──────── Data shown

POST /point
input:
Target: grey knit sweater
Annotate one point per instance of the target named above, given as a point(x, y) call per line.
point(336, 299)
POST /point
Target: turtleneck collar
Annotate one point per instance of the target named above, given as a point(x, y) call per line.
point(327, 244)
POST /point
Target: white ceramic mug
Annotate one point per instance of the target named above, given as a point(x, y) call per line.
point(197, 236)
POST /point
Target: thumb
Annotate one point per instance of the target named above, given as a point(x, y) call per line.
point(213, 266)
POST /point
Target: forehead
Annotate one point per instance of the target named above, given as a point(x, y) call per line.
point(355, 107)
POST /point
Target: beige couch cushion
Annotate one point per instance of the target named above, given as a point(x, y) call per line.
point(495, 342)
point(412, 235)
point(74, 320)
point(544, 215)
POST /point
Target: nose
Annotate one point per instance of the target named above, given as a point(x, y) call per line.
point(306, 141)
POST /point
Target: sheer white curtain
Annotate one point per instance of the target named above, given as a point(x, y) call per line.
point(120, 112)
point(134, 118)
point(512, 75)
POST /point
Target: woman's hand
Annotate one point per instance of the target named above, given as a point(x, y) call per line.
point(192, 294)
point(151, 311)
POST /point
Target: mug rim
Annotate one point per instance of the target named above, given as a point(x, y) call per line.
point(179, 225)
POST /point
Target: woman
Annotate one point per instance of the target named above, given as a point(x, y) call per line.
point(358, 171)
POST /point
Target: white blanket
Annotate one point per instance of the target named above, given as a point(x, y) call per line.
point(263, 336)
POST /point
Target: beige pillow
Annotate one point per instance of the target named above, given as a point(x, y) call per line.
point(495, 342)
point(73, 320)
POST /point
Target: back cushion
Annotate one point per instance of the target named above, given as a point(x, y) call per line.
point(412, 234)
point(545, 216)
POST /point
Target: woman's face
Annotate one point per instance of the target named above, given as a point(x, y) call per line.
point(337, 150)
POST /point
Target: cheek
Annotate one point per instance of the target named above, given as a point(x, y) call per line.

────────────────

Can you copy, character for character, the stretch of lines above from the very first line through the line containing "point(327, 244)", with that line included?

POST /point
input:
Target: grey knit sweater
Annotate one point per instance of the target named above, given as a point(x, y) call per line.
point(336, 299)
POST /point
Target: turtleneck collar
Annotate one point per instance of the target named above, given as a point(x, y) call per line.
point(327, 244)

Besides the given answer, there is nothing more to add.